--- Start ---

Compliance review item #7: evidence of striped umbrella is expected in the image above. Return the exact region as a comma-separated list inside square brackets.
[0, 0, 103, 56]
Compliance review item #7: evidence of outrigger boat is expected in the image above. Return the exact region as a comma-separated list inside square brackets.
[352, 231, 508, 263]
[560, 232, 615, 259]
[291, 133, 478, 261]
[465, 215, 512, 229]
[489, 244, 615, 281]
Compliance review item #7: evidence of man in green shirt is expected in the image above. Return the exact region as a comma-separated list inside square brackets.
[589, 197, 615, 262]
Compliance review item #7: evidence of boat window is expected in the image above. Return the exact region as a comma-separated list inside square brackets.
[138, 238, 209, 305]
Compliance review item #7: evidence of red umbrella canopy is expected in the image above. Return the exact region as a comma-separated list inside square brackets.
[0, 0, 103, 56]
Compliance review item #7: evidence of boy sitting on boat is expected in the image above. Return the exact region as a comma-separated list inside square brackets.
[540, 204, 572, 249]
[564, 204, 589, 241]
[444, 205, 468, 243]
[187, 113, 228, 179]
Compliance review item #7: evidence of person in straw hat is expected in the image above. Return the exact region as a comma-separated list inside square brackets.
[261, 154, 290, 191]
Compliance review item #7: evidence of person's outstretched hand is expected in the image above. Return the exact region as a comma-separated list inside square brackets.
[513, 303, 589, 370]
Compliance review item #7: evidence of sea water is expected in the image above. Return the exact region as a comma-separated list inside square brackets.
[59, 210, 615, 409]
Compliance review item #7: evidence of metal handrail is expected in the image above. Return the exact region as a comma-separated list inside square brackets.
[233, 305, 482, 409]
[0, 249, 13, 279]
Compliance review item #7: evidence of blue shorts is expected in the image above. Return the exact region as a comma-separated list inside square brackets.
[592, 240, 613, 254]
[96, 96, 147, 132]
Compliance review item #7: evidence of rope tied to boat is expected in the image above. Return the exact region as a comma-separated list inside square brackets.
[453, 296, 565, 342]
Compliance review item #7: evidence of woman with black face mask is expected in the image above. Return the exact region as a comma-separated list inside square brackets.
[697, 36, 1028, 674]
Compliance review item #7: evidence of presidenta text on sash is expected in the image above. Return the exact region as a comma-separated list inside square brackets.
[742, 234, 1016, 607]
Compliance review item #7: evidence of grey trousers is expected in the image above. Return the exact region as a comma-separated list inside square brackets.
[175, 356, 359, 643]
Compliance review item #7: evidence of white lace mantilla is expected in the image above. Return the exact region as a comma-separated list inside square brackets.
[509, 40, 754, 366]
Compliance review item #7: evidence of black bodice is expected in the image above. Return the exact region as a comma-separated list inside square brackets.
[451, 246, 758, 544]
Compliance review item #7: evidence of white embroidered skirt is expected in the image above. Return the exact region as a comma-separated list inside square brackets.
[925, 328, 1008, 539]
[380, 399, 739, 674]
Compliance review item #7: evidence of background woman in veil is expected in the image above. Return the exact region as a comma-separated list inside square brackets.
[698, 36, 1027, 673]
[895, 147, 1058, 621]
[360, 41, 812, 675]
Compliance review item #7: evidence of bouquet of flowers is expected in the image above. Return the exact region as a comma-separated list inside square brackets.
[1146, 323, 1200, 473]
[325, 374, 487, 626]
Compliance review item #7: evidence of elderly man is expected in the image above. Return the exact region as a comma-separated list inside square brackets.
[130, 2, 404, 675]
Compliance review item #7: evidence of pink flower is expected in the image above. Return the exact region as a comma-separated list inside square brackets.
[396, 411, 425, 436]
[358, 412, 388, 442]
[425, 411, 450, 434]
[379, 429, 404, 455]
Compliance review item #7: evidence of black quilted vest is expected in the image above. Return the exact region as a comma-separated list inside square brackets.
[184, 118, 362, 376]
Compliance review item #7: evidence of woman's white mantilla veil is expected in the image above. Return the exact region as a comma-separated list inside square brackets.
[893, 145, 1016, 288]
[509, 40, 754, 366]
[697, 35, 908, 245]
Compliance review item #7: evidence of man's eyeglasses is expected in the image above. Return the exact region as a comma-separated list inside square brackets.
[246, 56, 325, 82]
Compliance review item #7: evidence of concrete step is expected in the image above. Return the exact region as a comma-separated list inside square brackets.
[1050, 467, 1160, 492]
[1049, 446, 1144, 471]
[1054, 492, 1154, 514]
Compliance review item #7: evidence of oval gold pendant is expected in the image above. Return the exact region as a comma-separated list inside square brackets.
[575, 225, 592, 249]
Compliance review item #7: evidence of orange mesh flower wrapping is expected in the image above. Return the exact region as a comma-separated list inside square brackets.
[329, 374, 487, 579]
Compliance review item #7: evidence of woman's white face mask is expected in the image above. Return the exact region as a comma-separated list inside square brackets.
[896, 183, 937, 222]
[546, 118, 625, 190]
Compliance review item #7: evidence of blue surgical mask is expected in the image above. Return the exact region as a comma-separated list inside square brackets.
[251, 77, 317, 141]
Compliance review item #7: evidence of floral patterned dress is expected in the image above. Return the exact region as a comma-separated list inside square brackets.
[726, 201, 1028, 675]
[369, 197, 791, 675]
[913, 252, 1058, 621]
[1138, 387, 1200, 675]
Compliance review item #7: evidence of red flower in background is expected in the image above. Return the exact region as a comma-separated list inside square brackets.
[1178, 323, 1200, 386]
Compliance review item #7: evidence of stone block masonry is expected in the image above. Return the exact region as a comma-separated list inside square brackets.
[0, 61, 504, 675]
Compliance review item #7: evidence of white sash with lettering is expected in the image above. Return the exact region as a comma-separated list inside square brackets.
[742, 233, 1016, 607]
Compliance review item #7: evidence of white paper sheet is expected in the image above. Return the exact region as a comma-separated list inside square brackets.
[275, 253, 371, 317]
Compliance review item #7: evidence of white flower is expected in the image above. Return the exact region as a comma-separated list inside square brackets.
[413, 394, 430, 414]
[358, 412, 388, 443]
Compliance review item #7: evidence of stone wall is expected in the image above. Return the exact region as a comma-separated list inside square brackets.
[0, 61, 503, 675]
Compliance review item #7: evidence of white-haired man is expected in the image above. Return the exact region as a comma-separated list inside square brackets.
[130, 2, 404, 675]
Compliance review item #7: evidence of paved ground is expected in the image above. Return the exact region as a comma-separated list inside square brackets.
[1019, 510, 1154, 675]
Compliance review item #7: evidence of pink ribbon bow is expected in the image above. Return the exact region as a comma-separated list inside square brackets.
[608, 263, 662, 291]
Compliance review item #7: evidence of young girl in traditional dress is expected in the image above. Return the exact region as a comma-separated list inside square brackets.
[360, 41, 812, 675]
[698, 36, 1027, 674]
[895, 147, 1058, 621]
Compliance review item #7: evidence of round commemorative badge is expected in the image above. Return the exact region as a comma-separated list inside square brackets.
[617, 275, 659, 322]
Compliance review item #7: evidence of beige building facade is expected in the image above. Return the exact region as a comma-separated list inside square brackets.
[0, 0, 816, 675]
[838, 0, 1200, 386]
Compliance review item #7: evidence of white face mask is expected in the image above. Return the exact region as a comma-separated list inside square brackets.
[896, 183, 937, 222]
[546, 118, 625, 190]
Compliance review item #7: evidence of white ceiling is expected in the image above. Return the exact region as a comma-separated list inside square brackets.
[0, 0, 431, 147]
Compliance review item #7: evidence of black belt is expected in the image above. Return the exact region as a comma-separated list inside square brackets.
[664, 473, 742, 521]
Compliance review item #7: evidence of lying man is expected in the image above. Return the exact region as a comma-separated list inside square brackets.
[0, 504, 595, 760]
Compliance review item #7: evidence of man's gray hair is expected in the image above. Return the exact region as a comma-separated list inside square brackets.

--- End ---

> **SET PROBLEM**
Update all of the items above so that "Compliance review item #7" reads "Compliance review item #12" wherever it occurs. Leave every other character as it is.

> **ANSWER FOR THIS EXERCISE**
Compliance review item #12: evidence of striped umbrella is expected in the image above. Return the exact region as a comma-separated list inside square brackets.
[0, 0, 103, 56]
Compliance review item #12: evidence of outrigger boat is expected in the image above. Return the exact region as a comma-separated list inside square brackets.
[352, 231, 508, 263]
[560, 232, 615, 259]
[291, 133, 478, 261]
[465, 215, 512, 229]
[489, 244, 615, 281]
Compliance review item #12: evidence of man in green shirt is expected in the image above. Return the exact region as a comma-separated list inside square brackets.
[589, 197, 615, 262]
Compliance review item #12: evidence of boat window is expected in the image above. Return the exact region as a comma-separated list inside square brackets.
[138, 238, 209, 305]
Compliance review item #12: evidence of red umbrella canopy is expected in the image above. Return the exact region as a comma-separated list inside square brackets.
[0, 0, 103, 56]
Compliance review item #12: evidence of boy sitting on boat is expected in the image above. Return the exact region as a comma-separated list inside square brackets.
[540, 204, 572, 249]
[564, 204, 589, 241]
[444, 205, 468, 243]
[187, 113, 228, 179]
Compliance review item #12: evidence of person in straw hat is expected in the image above. Return the exact region as a comma-separated list inside square brackets.
[261, 154, 290, 191]
Compliance review item #12: evidence of person's outstretched hand is expected in the image above. Return the exact region as a comma-separated list inside square brackets.
[513, 303, 589, 370]
Compliance review item #12: evidence of sea water is expected in the image above. Return the exact region as a comma-separated list inside square brackets.
[59, 210, 615, 409]
Compliance review item #12: evidence of metal handrail is expected in the image above. Return the exact region as a comma-separated list inside square brackets.
[233, 305, 482, 409]
[0, 249, 13, 279]
Compliance review item #12: evidence of blue shorts is expected in the image above. Return the exact region as a comma-separated list inside square brackets.
[592, 240, 613, 254]
[96, 96, 147, 132]
Compliance review item #12: evidence of rope tied to boat is expected in the image above. Return the exact region as a comma-separated list inside square brackets.
[453, 296, 565, 342]
Compliance review item #12: evidence of woman with black face mask is expected in the image above. Return the exact region as a comma-separated list inside square brackets.
[697, 36, 1028, 674]
Compliance review item #12: evidence of presidenta text on sash is expected in the image above. Return the exact region as a comma-separated list inside square brackets.
[742, 234, 1016, 607]
Compliance review item #12: evidence of grey trousers is expected in the image above. Return the exact region as a comma-separated list inside square brackets.
[175, 356, 359, 643]
Compliance review item #12: evidence of white lace mantilla is expected in the image above. Return the exact region as a comma-separated list inside square brackets.
[509, 40, 754, 366]
Compliance review item #12: evidence of black bodice is expected in the image above. Return the exact region as a comma-separated list inside square brackets.
[451, 246, 758, 544]
Compliance review item #12: evidence of white embroidered skirt is expected in the image above. Return the exact region as a comma-separated list inside square brackets.
[925, 328, 1008, 539]
[380, 399, 739, 674]
Compliance review item #12: evidence of background woman in veil is expected in the image above. Return the exact region as a comma-separated list inside square brackets.
[698, 36, 1027, 673]
[895, 147, 1058, 621]
[360, 41, 812, 675]
Compliance review item #12: evidence of bouquet of flowers is expected in the image above. Return the exact region as a comma-separated list inside square brackets.
[1146, 323, 1200, 473]
[325, 374, 487, 626]
Compliance review item #12: evidence of elderly man is expected in the image above. Return the exact region as a comma-separated list inside square brackets.
[130, 2, 404, 675]
Compliance review item #12: evidence of pink flower is expected in the image above. Return the exact region as a comma-separated list inside square brackets.
[396, 411, 425, 436]
[358, 412, 388, 442]
[425, 411, 450, 434]
[379, 429, 404, 455]
Compliance review item #12: evidence of black quilted vest is expected in the image above. Return the exact region as a comma-separated list inside square brackets.
[184, 118, 362, 376]
Compliance review item #12: evidence of woman's white mantilla veil is expected in the image above. Return the exact region as a comma-separated list inside square brackets.
[893, 145, 1016, 288]
[509, 40, 754, 366]
[697, 35, 908, 245]
Compliance review item #12: evidence of man's eyeglasses is expected in the image above. Return the exact region as a comma-separated list inside square brackets.
[246, 56, 325, 82]
Compliance review item #12: evidence of concrete step is expected in the image above. Return the exact region as a comma-separated list inside square brackets.
[1050, 467, 1160, 492]
[1049, 446, 1144, 471]
[1054, 492, 1154, 514]
Compliance review item #12: evidence of oval gold pendant is expected in the image above. Return the exact region as a comma-separated list inside square brackets.
[575, 225, 592, 249]
Compliance review item #12: evidence of orange mesh flower wrapping is expected in the image above. Return the exact region as a comma-separated list inside square brackets.
[329, 374, 487, 579]
Compliance review item #12: evidence of woman's white face mask is expected in the image above. Return the exact region as a comma-separated list inside square brackets.
[896, 183, 937, 222]
[546, 118, 625, 190]
Compliance review item #12: evidence of blue surgical mask is expected in the image above. Return the exact region as a comma-separated list inside square brackets.
[251, 77, 317, 141]
Compliance review item #12: evidence of floral patterned dress is expected in the image above. Return the exact region as a comma-separated list inside square brackets.
[726, 201, 1028, 675]
[369, 197, 791, 675]
[913, 252, 1058, 621]
[1138, 387, 1200, 675]
Compliance review item #12: evidence of red flower in background is expected in the image above. Return the exact region as a comma-separated list inside square brackets.
[1178, 323, 1200, 386]
Compliance review item #12: evidence of stone block masonry is expected in the image above. Return the exact region as a comma-separated list inside square brackets.
[0, 61, 504, 675]
Compliance review item #12: evidence of white sash with lettering is expected in the image above. Return the exact region as a comma-separated list inside square brackets.
[742, 233, 1016, 607]
Compliance review item #12: evidence of white paper sheet is expected in the image above. Return the exact region as a comma-separated list inside square brackets.
[275, 253, 371, 317]
Compliance review item #12: evidence of white flower is expected in the image above. Return the exact region as a comma-separated list inside square brackets.
[413, 394, 430, 414]
[358, 412, 388, 443]
Compliance review item #12: evidence of stone wall is expected in the image above. Return the exact region as a comma-separated list inside square brackets.
[0, 61, 503, 675]
Compliance review item #12: evidence of white-haired man is expected in the image above. Return the exact region as a comma-separated list inside square brackets.
[130, 2, 404, 675]
Compliance review item #12: evidence of paved ground is expected in the image above. Return the exact region as a comma-separated list inside square brackets.
[1019, 510, 1154, 675]
Compliance review item #12: evidence of pink ribbon bow is expected in the image above. Return the exact region as a comma-separated list inside square brackets.
[608, 263, 662, 291]
Compliance review item #12: evidence of young girl in traditional dress is expected in the image above. Return the exact region as a comma-separated list inside square brackets.
[360, 41, 812, 675]
[698, 36, 1027, 674]
[895, 147, 1058, 621]
Compliance review item #12: evidence of round commemorative badge is expected in the image above. Return the exact region as a comma-separated list inside square brackets.
[617, 275, 659, 322]
Compliance review item #12: evidence of beige building facade is expected in the image above. Return the exact region as a comma-separated list inside square brackets.
[0, 0, 816, 675]
[838, 0, 1200, 386]
Compliance review item #12: evidence of white face mask is expected in the image above. Return the exact region as a comma-separated list inside square brackets.
[896, 183, 937, 222]
[546, 118, 625, 190]
Compliance review item #12: evidence of white ceiling is expected in the image above. Return the exact region as a comma-separated list inside square brackets.
[0, 0, 431, 147]
Compliance review item #12: evidence of black belt is expected in the image above. Return the exact region as a comma-separated list inside square brackets.
[664, 473, 742, 521]
Compliance review item #12: evidence of lying man is expected in the image above. Return the exact region as a comma-separated list inside square brackets.
[0, 504, 595, 760]
Compliance review item #12: evidence of man's gray hair is expected in the image above. Return the exact region as a comma-separated list inside square brackets.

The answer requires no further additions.